→ **Instructions for the task**:
Copy out the listing exactly.
# # # # # # #
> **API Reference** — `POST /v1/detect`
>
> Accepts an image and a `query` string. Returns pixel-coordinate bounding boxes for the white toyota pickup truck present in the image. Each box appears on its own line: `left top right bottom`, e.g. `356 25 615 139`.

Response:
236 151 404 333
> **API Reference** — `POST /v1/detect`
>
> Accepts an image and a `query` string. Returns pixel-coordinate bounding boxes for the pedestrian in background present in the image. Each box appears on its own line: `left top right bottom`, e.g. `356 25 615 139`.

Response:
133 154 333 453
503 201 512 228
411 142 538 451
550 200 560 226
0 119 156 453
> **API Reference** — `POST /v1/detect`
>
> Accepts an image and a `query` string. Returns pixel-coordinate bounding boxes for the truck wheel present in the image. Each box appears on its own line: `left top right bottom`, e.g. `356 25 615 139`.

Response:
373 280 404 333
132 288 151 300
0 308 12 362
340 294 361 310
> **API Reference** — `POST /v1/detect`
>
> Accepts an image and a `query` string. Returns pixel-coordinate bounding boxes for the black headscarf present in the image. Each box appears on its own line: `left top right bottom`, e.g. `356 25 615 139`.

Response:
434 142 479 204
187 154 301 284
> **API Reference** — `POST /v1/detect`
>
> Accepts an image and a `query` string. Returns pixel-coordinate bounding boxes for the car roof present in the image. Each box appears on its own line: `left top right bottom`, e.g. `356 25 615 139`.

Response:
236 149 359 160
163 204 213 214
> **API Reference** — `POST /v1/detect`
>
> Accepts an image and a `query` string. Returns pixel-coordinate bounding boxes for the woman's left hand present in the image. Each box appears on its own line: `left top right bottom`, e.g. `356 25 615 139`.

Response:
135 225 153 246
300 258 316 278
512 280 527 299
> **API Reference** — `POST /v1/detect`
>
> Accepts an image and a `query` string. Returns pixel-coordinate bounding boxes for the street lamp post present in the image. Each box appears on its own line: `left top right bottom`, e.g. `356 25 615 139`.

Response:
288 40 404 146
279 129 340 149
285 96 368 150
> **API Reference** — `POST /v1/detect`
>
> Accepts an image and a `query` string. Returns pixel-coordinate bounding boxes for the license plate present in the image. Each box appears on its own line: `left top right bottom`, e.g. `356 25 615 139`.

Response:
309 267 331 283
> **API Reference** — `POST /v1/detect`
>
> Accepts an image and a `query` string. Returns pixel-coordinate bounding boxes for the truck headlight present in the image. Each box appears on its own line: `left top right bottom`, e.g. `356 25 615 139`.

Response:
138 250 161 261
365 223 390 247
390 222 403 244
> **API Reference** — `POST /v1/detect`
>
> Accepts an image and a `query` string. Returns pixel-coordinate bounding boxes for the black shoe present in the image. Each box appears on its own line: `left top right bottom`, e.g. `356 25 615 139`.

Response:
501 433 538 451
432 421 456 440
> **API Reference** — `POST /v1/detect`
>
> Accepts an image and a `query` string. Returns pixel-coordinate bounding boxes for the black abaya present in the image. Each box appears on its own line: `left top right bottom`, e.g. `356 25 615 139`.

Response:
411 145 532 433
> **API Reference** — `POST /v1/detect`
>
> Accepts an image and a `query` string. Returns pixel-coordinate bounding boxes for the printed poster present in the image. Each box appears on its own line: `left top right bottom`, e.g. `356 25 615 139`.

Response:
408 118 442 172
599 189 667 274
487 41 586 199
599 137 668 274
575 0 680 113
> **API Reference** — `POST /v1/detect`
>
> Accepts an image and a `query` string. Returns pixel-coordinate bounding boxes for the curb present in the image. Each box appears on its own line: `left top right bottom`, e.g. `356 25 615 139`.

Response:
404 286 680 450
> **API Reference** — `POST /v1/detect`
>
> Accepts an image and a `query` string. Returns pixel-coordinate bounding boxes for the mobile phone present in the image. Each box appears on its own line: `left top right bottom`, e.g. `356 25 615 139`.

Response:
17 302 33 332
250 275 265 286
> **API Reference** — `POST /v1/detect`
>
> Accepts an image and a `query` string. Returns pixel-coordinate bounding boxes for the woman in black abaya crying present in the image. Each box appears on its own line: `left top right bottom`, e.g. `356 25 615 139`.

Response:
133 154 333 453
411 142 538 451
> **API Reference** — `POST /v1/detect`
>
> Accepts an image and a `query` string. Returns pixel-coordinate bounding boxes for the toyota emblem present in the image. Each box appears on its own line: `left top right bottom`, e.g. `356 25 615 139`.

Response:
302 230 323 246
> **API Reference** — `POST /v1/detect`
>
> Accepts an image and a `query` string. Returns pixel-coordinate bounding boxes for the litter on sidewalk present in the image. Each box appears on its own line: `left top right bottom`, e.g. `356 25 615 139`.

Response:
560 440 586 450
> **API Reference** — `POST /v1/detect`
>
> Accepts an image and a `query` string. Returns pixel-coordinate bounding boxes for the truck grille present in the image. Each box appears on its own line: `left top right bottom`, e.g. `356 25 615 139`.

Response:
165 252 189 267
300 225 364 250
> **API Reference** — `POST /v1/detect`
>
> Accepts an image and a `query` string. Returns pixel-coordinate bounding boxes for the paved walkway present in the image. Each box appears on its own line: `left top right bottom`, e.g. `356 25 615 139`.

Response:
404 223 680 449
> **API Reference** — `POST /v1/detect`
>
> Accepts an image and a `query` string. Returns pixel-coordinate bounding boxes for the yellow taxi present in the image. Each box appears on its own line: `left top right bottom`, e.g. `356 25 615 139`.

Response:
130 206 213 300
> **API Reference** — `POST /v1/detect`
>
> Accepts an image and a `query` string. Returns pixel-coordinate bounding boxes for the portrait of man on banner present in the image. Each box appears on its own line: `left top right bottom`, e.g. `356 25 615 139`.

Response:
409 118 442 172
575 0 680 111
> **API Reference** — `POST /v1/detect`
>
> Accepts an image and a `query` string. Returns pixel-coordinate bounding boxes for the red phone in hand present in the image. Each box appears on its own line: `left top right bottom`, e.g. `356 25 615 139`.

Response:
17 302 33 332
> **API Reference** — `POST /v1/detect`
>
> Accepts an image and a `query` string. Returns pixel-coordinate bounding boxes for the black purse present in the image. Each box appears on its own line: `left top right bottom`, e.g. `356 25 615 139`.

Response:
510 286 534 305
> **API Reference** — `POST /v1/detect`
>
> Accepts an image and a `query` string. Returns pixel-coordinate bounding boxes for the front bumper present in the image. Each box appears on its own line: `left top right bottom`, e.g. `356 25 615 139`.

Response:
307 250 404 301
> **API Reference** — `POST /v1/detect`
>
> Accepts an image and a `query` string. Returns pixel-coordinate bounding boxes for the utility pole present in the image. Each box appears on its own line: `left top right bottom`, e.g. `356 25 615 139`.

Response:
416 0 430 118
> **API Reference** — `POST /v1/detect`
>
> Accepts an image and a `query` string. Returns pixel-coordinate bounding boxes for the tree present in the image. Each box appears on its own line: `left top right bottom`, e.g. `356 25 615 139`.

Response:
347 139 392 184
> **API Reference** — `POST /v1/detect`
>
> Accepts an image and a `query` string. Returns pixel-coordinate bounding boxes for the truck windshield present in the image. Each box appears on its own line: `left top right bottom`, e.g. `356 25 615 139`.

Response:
# # # # # # #
→ **Output of the task**:
> **API Reference** — `POST /v1/detect`
>
> Accepts an image and a `query` string. Returns pixel-coordinate bounding boxes for the white toyota pickup truck present in the image. Each box appears on its own line: `left top right bottom`, e.g. `356 25 615 139`.

Response:
236 151 404 333
> **API Reference** — `POST /v1/detect`
>
> Accepts an image and a `query` string. Returns pixel-coordinate bounding boxes for the pedestrian in background present in the image. Each box appears on its own line: `left top right bottom`, e.g. `356 25 615 139`.

Response:
133 154 333 453
503 201 512 228
411 142 538 451
550 200 560 226
0 119 156 453
> **API Reference** — `POST /v1/detect`
>
> Accepts an image and a `query` string. Returns pixel-coordinate bounding boxes for the truck wheel present in the image. Each box appears on its own line: `left top right bottom`, e.g. `356 25 615 139`.

Response:
373 280 404 333
132 288 151 300
0 308 12 362
340 294 361 310
> **API Reference** — `POST /v1/detect`
>
> Accepts an image and a `query` string. Returns pixel-coordinate bounding boxes for the black headscarf present in the image. Each box appears on its own line: `left top right bottom`, e.g. `356 25 615 139`.

Response:
434 142 479 204
187 154 301 284
> **API Reference** — `POST /v1/detect`
>
> Accepts an image and a `query` string. Returns pixel-coordinate bounding boxes for the car roof present in the image. Each box appears on its own line: `left top right bottom`, e.g. `356 25 615 139`.

Response:
236 149 359 160
163 204 213 214
> **API Reference** — `POST /v1/detect`
>
> Accepts an image and a `query` string. Returns pixel-coordinate bounding boxes for the woman's left hand present in the image. Each box appears on its own line: `left top right bottom`, e.g. `356 25 615 139`.

Response:
135 225 153 246
300 258 316 278
512 280 527 299
> **API Reference** — `POST /v1/detect`
>
> Accepts an image and a `query` string. Returns pixel-coordinate bounding boxes for the street lamp post present in the image. Each box appears on its own line: `left top right bottom`, e.g. `356 25 615 139`.

Response:
288 40 404 146
279 129 340 149
285 96 368 150
> **API Reference** — `POST /v1/detect`
>
> Accepts an image and a `query` string. Returns pixel-coordinate bounding boxes for the license plate present in the image. Each box appears on its own line: `left top right bottom`, e.g. `356 25 615 139`.

Response:
309 267 331 283
> **API Reference** — `POST /v1/detect`
>
> Accepts an image and a `query` string. Returns pixel-coordinate bounding boxes for the truck headlight present in the image. Each box appears on its own line: `left top right bottom`, e.g. `356 25 615 139`.

Response:
138 250 161 261
365 223 390 247
390 222 403 244
> **API Reference** — `POST /v1/detect`
>
> Accepts an image and a `query` string. Returns pixel-coordinate bounding boxes for the black shoe present in the image. Each box appears on its own line: `left top right bottom`, e.g. `356 25 615 139`.

Response:
501 433 538 451
432 421 456 440
> **API Reference** — `POST /v1/detect`
>
> Accepts an image and a `query` string. Returns pixel-coordinate bounding boxes for the black abaya present in the image. Each box appears on its own line: `left top right bottom`, e.g. `356 25 615 139`.

Response:
411 145 532 433
> **API Reference** — `POST /v1/detect`
>
> Accepts an image and a `query` string. Returns pixel-coordinate bounding boxes for the printed poster present in the image. Each box appears on its own line: `left top right bottom`, e.g. `356 25 615 139`.

Response:
408 118 442 172
599 189 667 274
487 41 586 199
599 137 668 274
575 0 680 113
> **API Reference** — `POST /v1/detect`
>
> Accepts an image and a `query` string. Returns pixel-coordinate bounding boxes for the curb present in the image. Each box appears on its own line: `left top right bottom`, e.g. `356 25 615 139`.

Response:
404 286 680 450
> **API Reference** — `POST /v1/detect`
>
> Accepts an image and a `query` string. Returns pixel-coordinate bounding boxes for the mobile phone present in the image. Each box appears on its own line: `left top right bottom`, e.g. `356 25 615 139`.

Response:
17 302 33 332
250 275 265 286
> **API Reference** — `POST /v1/detect`
>
> Accepts an image and a `query` string. Returns pixel-coordinate bounding boxes for the woman in black abaya crying present in the image. Each box appears on its own line: `left top right bottom`, e.g. `356 25 615 139`.

Response:
133 154 333 453
411 142 538 451
> **API Reference** — `POST /v1/detect`
>
> Accepts an image and a `query` string. Returns pixel-coordinate bounding boxes for the toyota emblem present in the image. Each box appears on its own line: `left top right bottom`, e.g. `356 25 615 139`.

Response:
302 230 323 246
> **API Reference** — `POST /v1/detect`
>
> Accepts an image and a `query` string. Returns pixel-coordinate bounding boxes for the litter on sidewalk present in the image. Each box appears on its own line: `left top right bottom`, e.g. `356 25 615 139`.

Response:
560 440 586 450
> **API Reference** — `POST /v1/detect`
>
> Accepts an image and a `query` string. Returns pixel-coordinate bounding boxes for the truck grille present in the image. Each box appears on its own line: `left top right bottom`, e.g. `356 25 615 139`.

Response:
165 252 189 267
300 225 364 250
> **API Reference** — `POST /v1/detect`
>
> Accepts an image and a `query` string. Returns pixel-coordinate bounding boxes for the paved walkway present in the image. Each box appears on its own line: `left top right bottom`, e.g. `356 25 615 139`.

Response:
404 223 680 449
> **API Reference** — `POST /v1/detect`
>
> Accepts an image and a `query` string. Returns pixel-coordinate bounding boxes for the yellow taxi present in the image. Each box appears on its own line: `left top right bottom`, e.g. `356 25 615 139`.

Response:
130 206 213 300
> **API Reference** — `POST /v1/detect`
>
> Accepts an image and a `query` string. Returns pixel-coordinate bounding boxes for the portrait of man on banner present in the image. Each box appears on its own line: `left top right bottom`, e.g. `356 25 615 139`.

Response:
409 118 442 172
575 0 680 111
> **API Reference** — `POST /v1/detect`
>
> Accepts an image and a `query` string. Returns pixel-coordinate bounding boxes for the red phone in hand present in the image. Each box appears on its own line: `left top right bottom`, e.g. `356 25 615 139`.

Response:
17 302 33 332
> **API Reference** — `POST /v1/detect`
>
> Accepts an image and a `query` string. Returns pixel-coordinate bounding boxes for the black purse present in the image. Each box appears on its own line: `left top right bottom`, e.g. `356 25 615 139`.

Response:
510 286 534 305
> **API Reference** — `POST /v1/detect`
>
> Accepts an image and a `query` string. Returns pixel-coordinate bounding boxes for the front bumper present in the image. Each box appears on its own line: `left top right bottom`, e.g. `356 25 615 139`.

Response:
307 250 404 301
> **API Reference** — `POST /v1/detect`
>
> Accepts an image and a `query` string. Returns pixel-coordinate bounding boxes for the utility pole present in the image. Each box appears on its own line: `left top right bottom`, e.g. `356 25 615 139`.

Response:
416 0 430 118
> **API Reference** — `POST /v1/detect`
>
> Accepts an image and a `query` string. Returns pixel-coordinate bounding boxes for the tree present in the image. Each box appears on its own line: `left top right bottom`, e.g. `356 25 615 139`.

Response:
347 139 392 184
> **API Reference** — `POST /v1/detect`
>
> Accepts an image and a `query` string. Returns pixel-coordinate bounding boxes for the truck windshield present in the image. Each box appears on its own line: `left top right bottom`, e.g. `356 25 615 139`.

Response:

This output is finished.